* [DATA SUPPLIED]
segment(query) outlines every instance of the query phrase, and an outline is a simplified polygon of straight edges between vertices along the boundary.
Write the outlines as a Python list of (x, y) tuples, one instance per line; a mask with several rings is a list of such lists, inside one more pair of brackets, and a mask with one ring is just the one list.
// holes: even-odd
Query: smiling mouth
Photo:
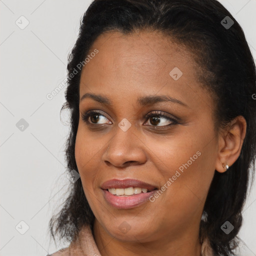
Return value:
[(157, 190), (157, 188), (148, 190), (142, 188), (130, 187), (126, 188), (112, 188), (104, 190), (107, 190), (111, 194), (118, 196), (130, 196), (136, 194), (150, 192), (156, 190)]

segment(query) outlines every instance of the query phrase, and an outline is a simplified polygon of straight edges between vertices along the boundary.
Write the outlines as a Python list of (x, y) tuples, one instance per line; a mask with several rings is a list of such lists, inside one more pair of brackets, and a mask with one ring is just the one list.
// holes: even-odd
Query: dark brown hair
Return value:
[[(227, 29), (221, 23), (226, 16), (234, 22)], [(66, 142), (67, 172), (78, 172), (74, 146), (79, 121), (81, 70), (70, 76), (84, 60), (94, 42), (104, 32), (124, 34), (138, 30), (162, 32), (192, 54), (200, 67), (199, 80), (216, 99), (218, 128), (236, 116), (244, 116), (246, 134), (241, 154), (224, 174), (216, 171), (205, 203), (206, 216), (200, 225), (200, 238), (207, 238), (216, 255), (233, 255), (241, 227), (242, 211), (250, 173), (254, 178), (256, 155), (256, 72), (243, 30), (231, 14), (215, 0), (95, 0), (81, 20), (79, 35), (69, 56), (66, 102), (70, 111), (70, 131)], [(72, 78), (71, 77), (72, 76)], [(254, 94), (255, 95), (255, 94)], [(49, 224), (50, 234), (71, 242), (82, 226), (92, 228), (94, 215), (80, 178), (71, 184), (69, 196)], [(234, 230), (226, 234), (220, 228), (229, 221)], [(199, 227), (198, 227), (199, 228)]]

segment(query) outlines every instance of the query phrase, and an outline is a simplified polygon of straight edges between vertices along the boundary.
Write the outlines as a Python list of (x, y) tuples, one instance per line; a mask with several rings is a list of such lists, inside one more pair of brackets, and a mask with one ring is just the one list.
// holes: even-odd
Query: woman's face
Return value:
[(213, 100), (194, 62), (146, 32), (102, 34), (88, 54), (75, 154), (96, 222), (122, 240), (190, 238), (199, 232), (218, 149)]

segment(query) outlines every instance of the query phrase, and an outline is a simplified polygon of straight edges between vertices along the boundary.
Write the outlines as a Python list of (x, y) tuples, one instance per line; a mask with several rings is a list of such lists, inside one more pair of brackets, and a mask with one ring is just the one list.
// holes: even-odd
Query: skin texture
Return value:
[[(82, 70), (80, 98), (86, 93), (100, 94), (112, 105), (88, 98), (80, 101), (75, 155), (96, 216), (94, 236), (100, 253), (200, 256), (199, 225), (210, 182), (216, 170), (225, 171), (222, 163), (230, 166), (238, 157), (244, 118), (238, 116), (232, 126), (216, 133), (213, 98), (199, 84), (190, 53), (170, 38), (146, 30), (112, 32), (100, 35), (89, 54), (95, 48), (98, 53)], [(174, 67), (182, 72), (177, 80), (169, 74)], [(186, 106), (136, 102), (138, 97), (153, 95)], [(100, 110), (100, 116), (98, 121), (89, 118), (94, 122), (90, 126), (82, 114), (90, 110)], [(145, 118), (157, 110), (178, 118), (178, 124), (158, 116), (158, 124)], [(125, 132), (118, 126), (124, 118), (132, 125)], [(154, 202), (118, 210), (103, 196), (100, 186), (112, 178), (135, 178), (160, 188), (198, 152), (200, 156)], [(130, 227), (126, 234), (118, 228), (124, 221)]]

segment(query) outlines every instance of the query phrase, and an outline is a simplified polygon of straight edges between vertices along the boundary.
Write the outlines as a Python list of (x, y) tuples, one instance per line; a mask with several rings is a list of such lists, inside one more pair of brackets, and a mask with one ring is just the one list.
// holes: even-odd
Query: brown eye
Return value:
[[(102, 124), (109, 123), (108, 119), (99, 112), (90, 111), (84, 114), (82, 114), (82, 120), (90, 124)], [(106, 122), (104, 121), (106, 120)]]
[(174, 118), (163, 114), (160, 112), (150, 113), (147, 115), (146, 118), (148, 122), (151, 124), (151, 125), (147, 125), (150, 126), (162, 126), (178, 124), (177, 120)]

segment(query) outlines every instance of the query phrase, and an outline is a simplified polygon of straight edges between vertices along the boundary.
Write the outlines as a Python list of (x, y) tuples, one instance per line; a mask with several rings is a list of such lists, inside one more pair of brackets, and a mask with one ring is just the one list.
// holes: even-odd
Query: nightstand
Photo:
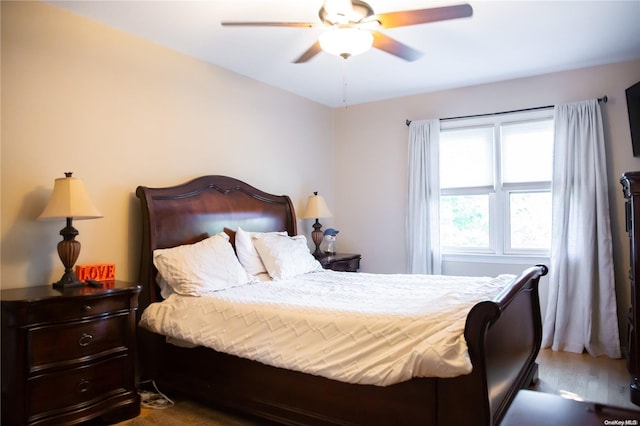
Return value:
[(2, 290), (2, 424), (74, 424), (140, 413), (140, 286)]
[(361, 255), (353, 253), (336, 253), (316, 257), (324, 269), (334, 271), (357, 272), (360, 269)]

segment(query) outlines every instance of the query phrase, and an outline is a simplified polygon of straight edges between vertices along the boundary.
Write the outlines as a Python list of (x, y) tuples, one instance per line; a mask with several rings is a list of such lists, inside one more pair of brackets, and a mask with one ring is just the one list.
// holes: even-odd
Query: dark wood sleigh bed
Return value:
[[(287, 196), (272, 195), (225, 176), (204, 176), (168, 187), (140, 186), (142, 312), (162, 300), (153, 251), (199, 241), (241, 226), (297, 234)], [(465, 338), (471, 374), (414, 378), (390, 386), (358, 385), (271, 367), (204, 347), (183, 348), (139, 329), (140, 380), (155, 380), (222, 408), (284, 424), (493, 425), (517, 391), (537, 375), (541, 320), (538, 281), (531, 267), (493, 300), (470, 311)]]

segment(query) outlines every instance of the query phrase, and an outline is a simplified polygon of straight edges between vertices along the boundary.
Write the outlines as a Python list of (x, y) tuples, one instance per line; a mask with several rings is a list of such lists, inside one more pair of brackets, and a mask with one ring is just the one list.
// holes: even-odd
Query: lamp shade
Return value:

* [YOUR OBJECTIVE]
The records above must be transcribed exactly. Pictures are left out of the copy.

* [OUTPUT OF THE TASK]
segment(query) outlines every instance of the query phrase, and an outline is a simplified polygon of straight edges between vertices along the boundary.
Write the outlines as a Python list of (x, y) tuples, one instance per line; a mask with several rings is a list of such lists, inside one more pair of brackets, and a mask with one ring is just the one list.
// holes: even-odd
Query: smiling mouth
Photo:
Return value:
[(157, 190), (157, 188), (148, 190), (142, 188), (130, 187), (126, 188), (112, 188), (104, 190), (107, 190), (111, 194), (118, 196), (130, 196), (136, 194), (150, 192), (156, 190)]

segment(query) outlines every instance of the query phrase, and an outline is a simplified polygon of straight edges between vertices along the boundary.
Write the outlines as a Python list of (x, y) tuples, one instance per line; a mask with several rings is a list of such lists, inside one more pair of brackets, and a mask with one ring is just the one list.
// holes: even-odd
Query: dark brown hair
Return value:
[[(227, 29), (221, 23), (226, 16), (234, 22)], [(66, 142), (67, 172), (78, 172), (74, 146), (79, 121), (81, 70), (70, 76), (84, 60), (94, 42), (104, 32), (124, 34), (138, 30), (162, 32), (192, 54), (200, 67), (199, 80), (216, 99), (218, 128), (236, 116), (244, 116), (246, 134), (241, 154), (224, 174), (216, 171), (205, 203), (206, 216), (200, 225), (200, 238), (207, 238), (216, 255), (233, 255), (241, 227), (242, 211), (250, 173), (254, 178), (256, 155), (256, 72), (243, 30), (231, 14), (215, 0), (95, 0), (81, 20), (79, 35), (69, 56), (66, 102), (70, 111), (70, 131)], [(72, 78), (71, 77), (72, 76)], [(254, 94), (255, 95), (255, 94)], [(49, 224), (50, 234), (71, 242), (82, 226), (92, 228), (94, 215), (80, 178), (71, 184), (69, 196)], [(234, 230), (226, 234), (220, 228), (229, 221)], [(199, 227), (198, 227), (199, 228)]]

segment(query) outlines every instance of the query phrase, and an outline is a simplified polygon of straight edges between vertices along the boundary.
Write the outlines as a Python list of (x, y) tuples, one instance per line; a mask with several rings is a list of such lists, inside one more pair of brackets, and a mask with one ring is just the one list.
// holes: even-odd
Query: woman's face
Return value:
[(213, 100), (194, 62), (146, 32), (102, 34), (88, 54), (75, 154), (96, 222), (122, 240), (190, 238), (199, 232), (218, 149)]

segment(query) outlines every instance of the query phrase, and an outline is a simplified polygon of straight edges between vertices along the boundary.
Write the outlines as a Python list of (x, y) tuples, one instance per line; a mask with several rings is a list of such lists, inside one more pair of brackets, and a mask with one ring is just the one list.
// holes: even-odd
Query: skin texture
Return value:
[[(82, 70), (80, 98), (86, 93), (100, 94), (112, 105), (88, 98), (80, 101), (75, 155), (96, 216), (94, 236), (100, 253), (200, 256), (199, 225), (210, 182), (216, 170), (225, 171), (222, 163), (230, 166), (238, 157), (244, 118), (238, 116), (232, 126), (216, 133), (213, 98), (199, 84), (190, 53), (170, 38), (146, 30), (112, 32), (100, 35), (89, 54), (95, 48), (98, 53)], [(174, 67), (182, 72), (177, 80), (169, 74)], [(186, 106), (136, 102), (138, 97), (153, 95)], [(100, 110), (100, 116), (98, 121), (89, 118), (94, 122), (90, 126), (82, 114), (90, 110)], [(145, 118), (157, 110), (178, 118), (178, 124), (158, 116), (158, 124)], [(125, 132), (118, 126), (124, 118), (132, 125)], [(154, 202), (118, 210), (103, 196), (100, 186), (112, 178), (135, 178), (160, 188), (198, 152), (200, 156)], [(130, 227), (126, 234), (118, 228), (124, 221)]]

segment(query) outlines every instance of the query phrase, and an outline is a simplified polygon of straight edges between vertices along the boundary.
Write the outlines as a Python list of (x, y) tuples, one instance per line; a mask with several rings is a list of such lists, inside one more pair of brackets, and a mask with one ring is just the one list.
// holes: even-odd
Query: brown eye
Return value:
[[(102, 124), (109, 123), (108, 119), (99, 112), (90, 111), (84, 114), (82, 114), (82, 120), (90, 124)], [(106, 122), (104, 121), (106, 120)]]
[(174, 118), (163, 114), (160, 112), (150, 113), (147, 115), (146, 118), (148, 122), (151, 124), (151, 125), (147, 125), (150, 126), (162, 126), (178, 124), (177, 120)]

segment(query) outlines every instance of the query phrase, and an outline is a simplified polygon of straight edges between vertices along the boundary.
Write the outlines as a Python list of (x, y) tuples, one instance per line; a mask with several rings is a list of such lists, inside one more pair of brackets, and a mask with one ring is just the one list.
// holes: even-odd
Query: nightstand
Photo:
Return value:
[(2, 290), (2, 424), (74, 424), (140, 413), (140, 286)]
[(361, 255), (353, 253), (336, 253), (316, 257), (324, 269), (334, 271), (357, 272), (360, 269)]

segment(query) outlines every instance of the query phrase, and an outline is a simplified polygon of straight edges between vertices along the boundary.
Write the outlines as a Python list of (x, y) tuples, one instance per line; a mask with several rings is a list of such lists, inside one more pair of brackets, and a mask with one ring is just the one list.
// holes: even-odd
Query: dark wood sleigh bed
Return value:
[[(287, 196), (272, 195), (225, 176), (204, 176), (168, 187), (140, 186), (142, 312), (162, 300), (153, 251), (199, 241), (241, 226), (297, 234)], [(465, 338), (471, 374), (414, 378), (390, 386), (358, 385), (271, 367), (204, 347), (183, 348), (139, 329), (140, 380), (155, 380), (222, 408), (284, 424), (493, 425), (517, 391), (537, 375), (541, 320), (538, 281), (531, 267), (493, 300), (470, 311)]]

segment(query) outlines every instance of the query phrase, and an outline is a simplified polygon of straight edges between vertices along the boundary.
Write the outlines as a Python list of (x, y) tuples, one instance per line; a mask with several rings is a list of such lists, inside one more pair of brackets, and a mask with one ring is just the one list.
// holes: even-odd
Query: lamp shade
Return value:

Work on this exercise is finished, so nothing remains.